(Records provided begins)

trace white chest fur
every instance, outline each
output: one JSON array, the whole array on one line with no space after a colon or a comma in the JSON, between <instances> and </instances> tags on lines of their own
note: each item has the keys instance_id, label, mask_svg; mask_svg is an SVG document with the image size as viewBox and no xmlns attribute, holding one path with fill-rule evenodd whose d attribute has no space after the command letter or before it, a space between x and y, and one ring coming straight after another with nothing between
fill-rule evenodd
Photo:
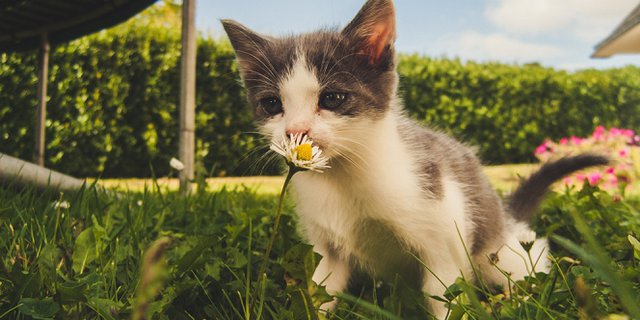
<instances>
[{"instance_id":1,"label":"white chest fur","mask_svg":"<svg viewBox=\"0 0 640 320\"><path fill-rule=\"evenodd\" d=\"M376 125L368 148L356 151L358 166L294 176L297 212L309 241L330 243L343 259L355 258L374 273L393 272L389 266L396 265L389 261L409 252L427 264L454 259L466 265L459 234L467 241L471 226L461 188L445 176L444 197L429 199L394 116Z\"/></svg>"}]
</instances>

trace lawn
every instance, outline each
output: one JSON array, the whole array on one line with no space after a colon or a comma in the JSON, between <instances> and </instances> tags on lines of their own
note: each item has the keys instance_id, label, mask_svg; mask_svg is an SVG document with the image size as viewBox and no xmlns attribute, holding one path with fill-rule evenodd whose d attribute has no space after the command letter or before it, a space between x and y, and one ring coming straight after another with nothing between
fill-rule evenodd
<instances>
[{"instance_id":1,"label":"lawn","mask_svg":"<svg viewBox=\"0 0 640 320\"><path fill-rule=\"evenodd\" d=\"M487 168L500 190L530 170ZM281 178L226 179L186 198L165 180L99 182L120 184L106 193L0 187L0 319L317 319L320 257L289 202L258 275ZM551 272L505 292L460 279L439 297L453 319L640 318L640 198L558 190L535 222L552 239ZM334 319L424 318L423 294L402 281L362 277L342 298Z\"/></svg>"},{"instance_id":2,"label":"lawn","mask_svg":"<svg viewBox=\"0 0 640 320\"><path fill-rule=\"evenodd\" d=\"M511 164L499 166L486 166L485 173L491 180L493 186L500 192L508 193L513 190L520 177L527 177L538 165L535 164ZM94 181L94 180L91 180ZM208 178L207 187L209 191L219 191L226 187L235 190L251 189L260 194L278 194L282 188L284 177L223 177ZM152 187L155 184L163 191L176 191L180 185L177 178L159 178L159 179L102 179L98 184L110 189L130 190L140 192L146 187Z\"/></svg>"}]
</instances>

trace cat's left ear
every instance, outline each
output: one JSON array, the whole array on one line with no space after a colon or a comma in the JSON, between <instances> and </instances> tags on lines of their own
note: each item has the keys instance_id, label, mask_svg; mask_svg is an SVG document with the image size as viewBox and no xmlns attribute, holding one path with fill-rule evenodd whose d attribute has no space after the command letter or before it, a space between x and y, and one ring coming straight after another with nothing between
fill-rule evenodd
<instances>
[{"instance_id":1,"label":"cat's left ear","mask_svg":"<svg viewBox=\"0 0 640 320\"><path fill-rule=\"evenodd\" d=\"M243 75L247 74L250 70L260 65L256 60L261 55L256 54L256 52L263 52L270 39L233 20L225 19L221 20L221 22L238 57L241 73Z\"/></svg>"},{"instance_id":2,"label":"cat's left ear","mask_svg":"<svg viewBox=\"0 0 640 320\"><path fill-rule=\"evenodd\" d=\"M358 50L370 64L393 60L396 38L396 14L391 0L369 0L342 30L348 39L356 41Z\"/></svg>"}]
</instances>

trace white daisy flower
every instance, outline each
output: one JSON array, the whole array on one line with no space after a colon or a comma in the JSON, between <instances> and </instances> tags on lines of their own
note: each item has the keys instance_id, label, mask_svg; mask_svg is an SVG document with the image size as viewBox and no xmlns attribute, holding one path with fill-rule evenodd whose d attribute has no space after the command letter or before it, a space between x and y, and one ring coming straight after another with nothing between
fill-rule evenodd
<instances>
[{"instance_id":1,"label":"white daisy flower","mask_svg":"<svg viewBox=\"0 0 640 320\"><path fill-rule=\"evenodd\" d=\"M291 134L282 137L278 143L272 143L269 149L285 158L289 166L302 170L322 172L329 166L329 158L322 154L318 146L306 134Z\"/></svg>"},{"instance_id":2,"label":"white daisy flower","mask_svg":"<svg viewBox=\"0 0 640 320\"><path fill-rule=\"evenodd\" d=\"M171 160L169 160L169 165L171 166L171 168L174 168L178 171L184 170L184 163L176 158L171 158Z\"/></svg>"},{"instance_id":3,"label":"white daisy flower","mask_svg":"<svg viewBox=\"0 0 640 320\"><path fill-rule=\"evenodd\" d=\"M71 207L71 204L69 203L69 201L56 201L52 204L54 209L69 209Z\"/></svg>"}]
</instances>

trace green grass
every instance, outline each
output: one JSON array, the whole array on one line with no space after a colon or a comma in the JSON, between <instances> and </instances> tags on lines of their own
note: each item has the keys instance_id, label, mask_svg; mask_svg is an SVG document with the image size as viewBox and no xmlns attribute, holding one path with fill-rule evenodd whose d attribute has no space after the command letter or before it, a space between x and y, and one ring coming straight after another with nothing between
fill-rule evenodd
<instances>
[{"instance_id":1,"label":"green grass","mask_svg":"<svg viewBox=\"0 0 640 320\"><path fill-rule=\"evenodd\" d=\"M320 257L297 235L290 203L257 274L277 195L255 188L183 198L153 183L121 193L0 187L0 319L317 319L327 295L310 275ZM535 222L552 239L549 274L508 294L460 279L439 299L456 319L640 318L640 248L629 237L640 235L638 204L590 187L553 194ZM359 283L334 319L424 318L423 294L402 280Z\"/></svg>"},{"instance_id":2,"label":"green grass","mask_svg":"<svg viewBox=\"0 0 640 320\"><path fill-rule=\"evenodd\" d=\"M491 180L493 186L504 193L513 190L520 177L529 176L538 167L536 164L510 164L485 167L485 173ZM260 194L278 194L282 188L284 177L222 177L208 178L207 185L209 191L218 191L222 188L237 189L248 188ZM90 179L90 181L94 181ZM102 179L98 184L110 189L122 191L143 191L145 187L154 185L160 187L162 191L177 191L180 183L177 178L153 179Z\"/></svg>"}]
</instances>

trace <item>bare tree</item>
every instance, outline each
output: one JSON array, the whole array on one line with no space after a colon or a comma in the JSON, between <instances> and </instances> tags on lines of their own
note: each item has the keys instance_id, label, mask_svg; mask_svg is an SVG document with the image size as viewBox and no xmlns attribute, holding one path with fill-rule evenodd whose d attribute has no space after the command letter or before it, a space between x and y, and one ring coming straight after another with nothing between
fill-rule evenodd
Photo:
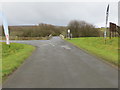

(Records provided ends)

◆ **What is being asked**: The lines from the one containing "trace <item>bare tree</item>" to the final line of the material, both ends included, should be retyped exactly and alone, with no pictures.

◆ **Answer space**:
trace <item>bare tree</item>
every instance, outline each
output: one JSON array, the whole array on one line with no space after a colon or a comma in the JSON, between <instances> and </instances> tags on lines of their own
note: each item has the keys instance_id, label, mask_svg; mask_svg is an SVG document with the image size as viewBox and no xmlns attribute, holding one path with fill-rule evenodd whose d attribute has no space after the command letter or before it, a space between x and y, and one ring coming straight after another with nothing between
fill-rule evenodd
Photo:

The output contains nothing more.